_Requirement_.
Rescale only the lines that begin at the one containing "Cam-trap alert: motion was detected. Identify rider in" and end after the one containing "203, 64, 246, 169", copying the request text unchanged. Multiply each bounding-box coordinate in the answers by 0.85 and round it to a whole number, rounding halves up.

## Start Task inputs

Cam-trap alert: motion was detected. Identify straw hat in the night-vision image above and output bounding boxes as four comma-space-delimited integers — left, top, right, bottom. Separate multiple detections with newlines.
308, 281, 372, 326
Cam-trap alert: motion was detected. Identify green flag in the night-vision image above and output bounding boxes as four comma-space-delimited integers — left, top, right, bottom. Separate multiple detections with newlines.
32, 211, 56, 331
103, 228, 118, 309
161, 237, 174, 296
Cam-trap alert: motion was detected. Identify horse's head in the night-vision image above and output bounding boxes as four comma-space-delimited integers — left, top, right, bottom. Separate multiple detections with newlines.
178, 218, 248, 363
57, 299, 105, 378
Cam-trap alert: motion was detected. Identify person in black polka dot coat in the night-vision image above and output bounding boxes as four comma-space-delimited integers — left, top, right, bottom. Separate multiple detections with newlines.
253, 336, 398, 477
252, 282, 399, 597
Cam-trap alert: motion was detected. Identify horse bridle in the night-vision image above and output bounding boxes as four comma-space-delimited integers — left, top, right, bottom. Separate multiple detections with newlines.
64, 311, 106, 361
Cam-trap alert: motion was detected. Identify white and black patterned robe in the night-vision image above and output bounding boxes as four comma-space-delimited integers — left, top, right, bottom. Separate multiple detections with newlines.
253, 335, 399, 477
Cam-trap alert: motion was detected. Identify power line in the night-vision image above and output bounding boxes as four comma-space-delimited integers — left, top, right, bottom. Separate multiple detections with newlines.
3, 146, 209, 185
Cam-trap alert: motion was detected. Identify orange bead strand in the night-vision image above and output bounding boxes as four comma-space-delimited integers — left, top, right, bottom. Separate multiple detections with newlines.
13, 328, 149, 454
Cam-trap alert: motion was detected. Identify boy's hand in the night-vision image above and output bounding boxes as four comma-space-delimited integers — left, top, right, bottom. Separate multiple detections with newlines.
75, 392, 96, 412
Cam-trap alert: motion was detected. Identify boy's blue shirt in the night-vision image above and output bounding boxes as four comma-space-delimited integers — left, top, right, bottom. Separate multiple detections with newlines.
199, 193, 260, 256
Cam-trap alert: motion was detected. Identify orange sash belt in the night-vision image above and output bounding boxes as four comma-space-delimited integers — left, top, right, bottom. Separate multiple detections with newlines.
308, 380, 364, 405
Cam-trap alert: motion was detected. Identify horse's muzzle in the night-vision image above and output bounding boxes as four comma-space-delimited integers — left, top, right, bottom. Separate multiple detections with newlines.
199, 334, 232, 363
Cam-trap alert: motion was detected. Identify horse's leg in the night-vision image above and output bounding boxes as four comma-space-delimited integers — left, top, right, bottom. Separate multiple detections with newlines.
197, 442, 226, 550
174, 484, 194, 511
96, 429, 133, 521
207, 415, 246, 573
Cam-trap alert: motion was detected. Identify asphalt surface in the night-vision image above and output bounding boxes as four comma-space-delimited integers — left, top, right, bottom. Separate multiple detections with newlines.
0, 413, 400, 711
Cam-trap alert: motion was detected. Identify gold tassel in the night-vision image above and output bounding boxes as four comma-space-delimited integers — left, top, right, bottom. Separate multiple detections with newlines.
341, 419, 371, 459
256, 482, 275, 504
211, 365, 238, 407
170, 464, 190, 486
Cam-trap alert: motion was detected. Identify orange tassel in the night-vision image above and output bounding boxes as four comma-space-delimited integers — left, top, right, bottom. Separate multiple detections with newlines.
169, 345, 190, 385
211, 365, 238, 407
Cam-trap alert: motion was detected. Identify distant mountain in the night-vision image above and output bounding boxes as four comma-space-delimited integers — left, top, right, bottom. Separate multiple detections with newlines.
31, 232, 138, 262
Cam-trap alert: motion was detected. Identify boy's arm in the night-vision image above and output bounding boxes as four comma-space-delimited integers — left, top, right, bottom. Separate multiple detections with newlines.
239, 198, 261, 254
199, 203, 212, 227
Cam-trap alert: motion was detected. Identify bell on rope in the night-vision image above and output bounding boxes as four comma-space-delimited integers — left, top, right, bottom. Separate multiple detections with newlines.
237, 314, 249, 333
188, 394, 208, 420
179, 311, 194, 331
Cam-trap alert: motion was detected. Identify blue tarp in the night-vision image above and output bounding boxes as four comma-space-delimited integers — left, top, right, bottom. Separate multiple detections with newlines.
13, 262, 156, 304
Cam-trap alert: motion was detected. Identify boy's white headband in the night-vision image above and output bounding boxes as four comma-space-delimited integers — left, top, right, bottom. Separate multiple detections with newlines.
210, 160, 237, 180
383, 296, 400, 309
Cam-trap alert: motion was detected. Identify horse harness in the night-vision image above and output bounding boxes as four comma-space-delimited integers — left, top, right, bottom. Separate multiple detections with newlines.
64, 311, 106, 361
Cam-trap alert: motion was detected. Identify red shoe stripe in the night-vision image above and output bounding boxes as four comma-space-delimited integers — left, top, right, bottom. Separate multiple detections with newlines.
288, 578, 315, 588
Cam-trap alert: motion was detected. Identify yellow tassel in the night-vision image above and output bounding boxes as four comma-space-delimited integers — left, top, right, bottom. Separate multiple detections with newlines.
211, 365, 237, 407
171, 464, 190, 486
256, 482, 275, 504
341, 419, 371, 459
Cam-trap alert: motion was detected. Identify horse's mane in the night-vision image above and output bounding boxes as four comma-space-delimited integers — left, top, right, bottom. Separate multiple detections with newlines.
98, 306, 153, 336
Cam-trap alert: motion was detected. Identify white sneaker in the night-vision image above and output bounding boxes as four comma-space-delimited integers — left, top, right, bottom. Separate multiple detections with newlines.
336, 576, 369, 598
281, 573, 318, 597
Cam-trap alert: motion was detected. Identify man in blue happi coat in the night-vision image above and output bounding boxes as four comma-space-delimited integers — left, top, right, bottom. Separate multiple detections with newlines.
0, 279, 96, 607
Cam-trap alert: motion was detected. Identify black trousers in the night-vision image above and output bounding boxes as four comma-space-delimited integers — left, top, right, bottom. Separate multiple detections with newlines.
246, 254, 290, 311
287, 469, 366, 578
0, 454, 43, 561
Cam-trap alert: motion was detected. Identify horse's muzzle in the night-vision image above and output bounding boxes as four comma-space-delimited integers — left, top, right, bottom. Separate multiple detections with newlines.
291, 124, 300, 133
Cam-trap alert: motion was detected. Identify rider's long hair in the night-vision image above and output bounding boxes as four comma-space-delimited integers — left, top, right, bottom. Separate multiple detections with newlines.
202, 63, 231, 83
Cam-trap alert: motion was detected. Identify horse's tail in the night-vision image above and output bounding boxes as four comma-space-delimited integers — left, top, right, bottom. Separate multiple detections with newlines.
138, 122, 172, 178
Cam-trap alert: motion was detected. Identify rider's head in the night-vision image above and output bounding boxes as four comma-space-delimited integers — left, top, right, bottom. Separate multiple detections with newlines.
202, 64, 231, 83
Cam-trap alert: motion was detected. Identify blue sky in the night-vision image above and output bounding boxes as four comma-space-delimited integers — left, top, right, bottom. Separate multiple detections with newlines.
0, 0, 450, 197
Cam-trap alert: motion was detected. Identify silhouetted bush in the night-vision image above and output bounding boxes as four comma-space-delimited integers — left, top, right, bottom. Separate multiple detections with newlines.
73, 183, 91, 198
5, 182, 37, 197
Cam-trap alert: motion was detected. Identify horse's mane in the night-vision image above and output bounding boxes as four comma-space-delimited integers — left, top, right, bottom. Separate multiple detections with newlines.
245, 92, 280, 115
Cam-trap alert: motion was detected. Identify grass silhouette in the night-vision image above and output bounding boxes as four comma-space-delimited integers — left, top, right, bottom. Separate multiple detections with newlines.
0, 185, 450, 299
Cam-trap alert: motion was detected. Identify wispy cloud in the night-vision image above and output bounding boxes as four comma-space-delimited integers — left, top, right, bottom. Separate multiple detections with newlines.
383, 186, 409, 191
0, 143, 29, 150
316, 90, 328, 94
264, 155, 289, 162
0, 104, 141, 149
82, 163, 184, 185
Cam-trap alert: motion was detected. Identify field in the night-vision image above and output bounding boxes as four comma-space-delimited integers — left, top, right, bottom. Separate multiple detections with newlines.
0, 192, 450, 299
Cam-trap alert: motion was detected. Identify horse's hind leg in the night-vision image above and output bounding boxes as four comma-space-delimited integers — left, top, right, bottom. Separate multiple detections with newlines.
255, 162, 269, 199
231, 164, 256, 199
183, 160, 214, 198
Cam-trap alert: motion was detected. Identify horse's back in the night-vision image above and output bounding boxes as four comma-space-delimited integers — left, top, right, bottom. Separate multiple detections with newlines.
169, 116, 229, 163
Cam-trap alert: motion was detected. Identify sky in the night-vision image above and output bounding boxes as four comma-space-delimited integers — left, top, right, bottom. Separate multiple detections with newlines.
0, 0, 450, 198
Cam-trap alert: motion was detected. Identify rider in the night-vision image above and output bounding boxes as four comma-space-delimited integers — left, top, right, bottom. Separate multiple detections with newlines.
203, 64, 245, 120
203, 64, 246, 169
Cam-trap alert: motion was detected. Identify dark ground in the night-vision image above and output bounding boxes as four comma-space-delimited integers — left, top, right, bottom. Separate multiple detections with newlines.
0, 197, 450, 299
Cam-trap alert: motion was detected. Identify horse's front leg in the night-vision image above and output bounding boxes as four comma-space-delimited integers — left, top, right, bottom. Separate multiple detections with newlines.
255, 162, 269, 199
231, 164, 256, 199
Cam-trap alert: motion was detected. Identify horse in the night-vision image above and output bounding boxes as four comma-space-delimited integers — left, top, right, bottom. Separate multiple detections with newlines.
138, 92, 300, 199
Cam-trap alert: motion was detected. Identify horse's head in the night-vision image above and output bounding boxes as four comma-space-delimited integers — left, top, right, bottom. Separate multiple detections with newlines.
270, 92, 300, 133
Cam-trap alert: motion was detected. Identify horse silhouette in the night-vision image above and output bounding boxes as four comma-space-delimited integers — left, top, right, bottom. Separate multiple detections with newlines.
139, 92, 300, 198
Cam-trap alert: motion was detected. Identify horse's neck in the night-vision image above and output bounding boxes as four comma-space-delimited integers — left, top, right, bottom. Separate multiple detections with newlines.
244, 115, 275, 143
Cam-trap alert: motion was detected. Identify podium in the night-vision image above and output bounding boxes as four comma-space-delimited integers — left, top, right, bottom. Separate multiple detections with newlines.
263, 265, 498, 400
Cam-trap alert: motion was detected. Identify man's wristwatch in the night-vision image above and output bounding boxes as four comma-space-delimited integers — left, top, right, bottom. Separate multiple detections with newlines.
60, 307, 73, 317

## End Task inputs

_Task answer_.
Cam-trap alert: motion was detected. Identify rider in the night-vision image above and output bounding boxes as four comma-space-delimited integers — left, top, right, bottom. Separate multiple detections with newlines.
173, 54, 208, 102
173, 54, 209, 144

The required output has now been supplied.